===== SELECTED TEXT

According to the Centers for Disease Control (CDC) about:
“1 in 6 children in the United States had a developmental disability in 2006-2008, ranging from mild disabilities such as speech and language impairments to serious developmental disabilities, such as intellectual disabilities, cerebral palsy, and autism.”
Recently, the focus of study has been on autism, including the prevalence, causes, symptoms, diagnosis, and treatment. The prevalence of autism has increased significantly since 2000. As reported by the CDC, “about 1 in 68 children have been identified with autism spectrum disorder (ASD).”
Additionally, the CDC reports that “ASD is about 4.5 times more common among boys (1 in 42) than among girls (1 in 189)” and is reported to occur in “all racial, ethnic, and socioeconomic groups.”
Diagnostic Statistical Manual of Mental Disorders on Autism:
In 2013, the Diagnostic Statistical Manual of Mental Disorders, fifth edition (DSM-5), released in 2013 by the American Psychiatric Association, updated the diagnostic criteria for Autism Spectrum Disorder (ASD). In the new DSM-5, ASD is characterized as a spectrum disorder allowing clinicians to account for a variety of different symptoms in each individual more accurately. Individuals can be diagnosed in a continuum, some exhibiting mild symptoms, while other individuals exhibit more severe symptoms. According to the American Psychiatric Association:
“People with ASD tend to have communication deficits, such as responding inappropriately in conversations, misreading nonverbal interactions, or having difficulty building friendships appropriate to their age. In addition, people with ASD may be overly dependent on routines, highly sensitive to changes in their environment, or intensely focused on inappropriate items.”
Behavioral Therapy and Autism:
Although current research suggests there is no cure for ASD or other developmental disabilities, there are effective treatments and interventions that result in noticeable, sometimes dramatic, improvement in the symptoms of ASD and other developmental disabilities. According to Mark Bertin, a board certified developmental behavioral pediatrician, behavioral therapy has been proven to be one of the most effective interventions for people diagnosed anywhere on the ASD continuum.
“Children who receive ongoing therapy are more likely to fall into the small number of children who outgrow the diagnosis entirely” (Dr. Mark Bertin, “Understanding Behavioral Therapy for Autism”).
Even for the majority who don’t outgrow the diagnosis of autism, behavior therapy often results in measurable improvement in symptoms and functioning of those diagnosed with ASD or other developmental disabilities.
Applied Behavior Analysis:
Among the various types of behavior therapy, “[p]robably the most studied intervention for autism is Applied Behavior Analysis (ABA), which has been around for more than 50 years” and has “plenty of research showing that it improves outcomes for children with autism.” (Dr. Mark Bertin, “Understanding Behavioral Therapy for Autism”).
ABA “is a highly structured, scientific approach that teaches play, communication, self-care, academic, and social living skills, and can reduce problematic behaviors” (Dr. Mark Bertin, “Understanding Behavioral Therapy for Autism”).
Valley Achievement Center (VAC) in Bakersfield, CA provides services to children and adults diagnosed with autism and other developmental disabilities utilizing ABA methods. VAC works to ensure that each client’s program plan is individualized to include the specific ABA interventions that will most benefit each client. These interventions are created during a person-centered assessment and implemented and monitored closely by VAC staff, who collect written data on the client’s progress. Program plans are adjusted as skills are mastered and to account for interventions that that have proven through data to not be beneficial for the client.

==========
===== GIVEN RECORDS

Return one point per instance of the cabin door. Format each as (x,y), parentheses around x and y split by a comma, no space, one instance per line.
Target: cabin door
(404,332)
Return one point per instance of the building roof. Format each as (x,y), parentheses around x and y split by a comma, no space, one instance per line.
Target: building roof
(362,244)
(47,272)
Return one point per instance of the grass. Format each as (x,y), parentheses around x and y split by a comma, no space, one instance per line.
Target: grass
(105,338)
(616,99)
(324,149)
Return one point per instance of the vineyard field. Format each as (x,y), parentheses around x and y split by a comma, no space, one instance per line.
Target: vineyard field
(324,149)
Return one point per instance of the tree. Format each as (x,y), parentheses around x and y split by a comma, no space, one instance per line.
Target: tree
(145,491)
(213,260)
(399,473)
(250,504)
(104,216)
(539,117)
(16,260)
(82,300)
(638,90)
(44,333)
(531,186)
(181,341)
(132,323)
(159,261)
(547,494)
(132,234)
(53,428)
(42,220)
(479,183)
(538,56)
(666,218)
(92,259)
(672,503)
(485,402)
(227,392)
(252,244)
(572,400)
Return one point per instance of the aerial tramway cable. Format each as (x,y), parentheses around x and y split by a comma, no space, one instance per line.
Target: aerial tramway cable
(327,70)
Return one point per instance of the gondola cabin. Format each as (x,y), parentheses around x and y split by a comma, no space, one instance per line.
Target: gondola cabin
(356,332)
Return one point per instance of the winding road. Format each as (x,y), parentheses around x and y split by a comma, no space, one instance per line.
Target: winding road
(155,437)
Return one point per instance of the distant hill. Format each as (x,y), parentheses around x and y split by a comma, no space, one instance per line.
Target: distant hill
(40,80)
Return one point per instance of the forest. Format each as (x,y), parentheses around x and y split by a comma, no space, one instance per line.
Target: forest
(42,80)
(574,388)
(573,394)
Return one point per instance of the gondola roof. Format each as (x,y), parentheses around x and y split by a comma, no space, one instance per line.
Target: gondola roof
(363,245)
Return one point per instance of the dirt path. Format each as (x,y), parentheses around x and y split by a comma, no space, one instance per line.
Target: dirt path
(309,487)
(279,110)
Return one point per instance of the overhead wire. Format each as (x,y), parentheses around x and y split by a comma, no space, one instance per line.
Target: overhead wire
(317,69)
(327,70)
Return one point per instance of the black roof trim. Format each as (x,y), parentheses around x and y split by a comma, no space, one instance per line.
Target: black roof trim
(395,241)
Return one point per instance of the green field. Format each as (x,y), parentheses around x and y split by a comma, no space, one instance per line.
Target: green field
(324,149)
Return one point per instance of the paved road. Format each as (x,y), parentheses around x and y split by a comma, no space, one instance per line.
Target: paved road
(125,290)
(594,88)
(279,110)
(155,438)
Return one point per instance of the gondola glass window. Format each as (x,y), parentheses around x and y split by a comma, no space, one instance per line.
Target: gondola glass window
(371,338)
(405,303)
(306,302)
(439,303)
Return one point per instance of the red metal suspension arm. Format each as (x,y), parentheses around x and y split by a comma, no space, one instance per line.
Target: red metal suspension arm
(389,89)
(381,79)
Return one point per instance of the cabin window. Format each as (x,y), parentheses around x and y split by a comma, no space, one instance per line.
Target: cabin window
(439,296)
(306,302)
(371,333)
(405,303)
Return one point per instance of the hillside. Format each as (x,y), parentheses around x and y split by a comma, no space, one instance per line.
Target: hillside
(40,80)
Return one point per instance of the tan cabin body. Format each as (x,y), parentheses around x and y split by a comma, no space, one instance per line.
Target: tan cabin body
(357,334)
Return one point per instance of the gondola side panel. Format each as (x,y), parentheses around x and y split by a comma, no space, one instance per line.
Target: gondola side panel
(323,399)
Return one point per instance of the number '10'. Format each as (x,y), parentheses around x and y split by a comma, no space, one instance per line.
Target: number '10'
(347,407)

==========

### TASK INSTRUCTIONS
A - In the text on autism and behavioral therapy, rewrite the paragraph beginning "Although current research suggests" as a short bulleted list that keeps its main facts.
B - In the text on autism and behavioral therapy, write out the passage from "Even for the" up to and including "or other developmental disabilities." word for word.

### ANSWERS TO EACH TASK
A -
- Current research suggests there is no cure for ASD or other developmental disabilities.
- Effective treatments and interventions exist and can bring noticeable, sometimes dramatic, improvement in symptoms.
- Mark Bertin, a board certified developmental behavioral pediatrician, says behavioral therapy has been proven to be one of the most effective interventions for people diagnosed anywhere on the ASD continuum.

B -
Even for the majority who don’t outgrow the diagnosis of autism, behavior therapy often results in measurable improvement in symptoms and functioning of those diagnosed with ASD or other developmental disabilities.